-- TASK --
Can you give these lines again with every "Identify" changed to "Locate" and nothing else altered?

# START OF SUPPLIED INFORMATION

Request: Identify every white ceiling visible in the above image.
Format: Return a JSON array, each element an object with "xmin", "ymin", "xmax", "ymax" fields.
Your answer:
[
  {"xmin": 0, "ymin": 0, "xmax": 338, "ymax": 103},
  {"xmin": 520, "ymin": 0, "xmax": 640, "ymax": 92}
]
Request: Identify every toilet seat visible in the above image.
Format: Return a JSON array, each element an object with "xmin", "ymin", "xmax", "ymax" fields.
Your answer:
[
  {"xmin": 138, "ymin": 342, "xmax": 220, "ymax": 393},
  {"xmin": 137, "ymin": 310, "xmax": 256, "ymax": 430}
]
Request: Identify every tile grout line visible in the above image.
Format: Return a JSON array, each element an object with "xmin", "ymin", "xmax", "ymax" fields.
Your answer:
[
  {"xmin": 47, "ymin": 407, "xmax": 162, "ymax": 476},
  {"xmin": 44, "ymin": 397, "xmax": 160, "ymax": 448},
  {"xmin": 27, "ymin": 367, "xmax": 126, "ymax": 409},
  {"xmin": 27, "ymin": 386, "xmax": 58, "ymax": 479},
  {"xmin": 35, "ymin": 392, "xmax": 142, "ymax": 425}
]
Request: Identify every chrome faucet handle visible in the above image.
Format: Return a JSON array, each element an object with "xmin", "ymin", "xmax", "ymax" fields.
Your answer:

# END OF SUPPLIED INFORMATION

-- IN RESPONSE --
Request: Locate every white ceiling visible in the above image.
Format: Return a JSON array, each element an object with "xmin", "ymin", "xmax", "ymax" fields.
Your answer:
[
  {"xmin": 0, "ymin": 0, "xmax": 338, "ymax": 103},
  {"xmin": 520, "ymin": 0, "xmax": 640, "ymax": 92}
]
Request: Locate every toilet seat visible in the above image.
Format: Return a JSON array, each element an object with "xmin", "ymin", "xmax", "ymax" fields.
Your answer:
[
  {"xmin": 138, "ymin": 342, "xmax": 220, "ymax": 393},
  {"xmin": 137, "ymin": 310, "xmax": 256, "ymax": 430}
]
Request: Locate every tile grout line visible in the above image.
Format: Return a JSON array, each element an object with "xmin", "ymin", "xmax", "ymax" fields.
Your answer:
[
  {"xmin": 47, "ymin": 407, "xmax": 162, "ymax": 476},
  {"xmin": 44, "ymin": 397, "xmax": 160, "ymax": 448},
  {"xmin": 27, "ymin": 367, "xmax": 126, "ymax": 409},
  {"xmin": 27, "ymin": 386, "xmax": 58, "ymax": 479},
  {"xmin": 35, "ymin": 392, "xmax": 142, "ymax": 425}
]
Request: Locate every chrome faucet handle visible in the above image.
Format: Return a JSON array, each element an object with "xmin", "ymin", "xmax", "ymax" fields.
Your answer:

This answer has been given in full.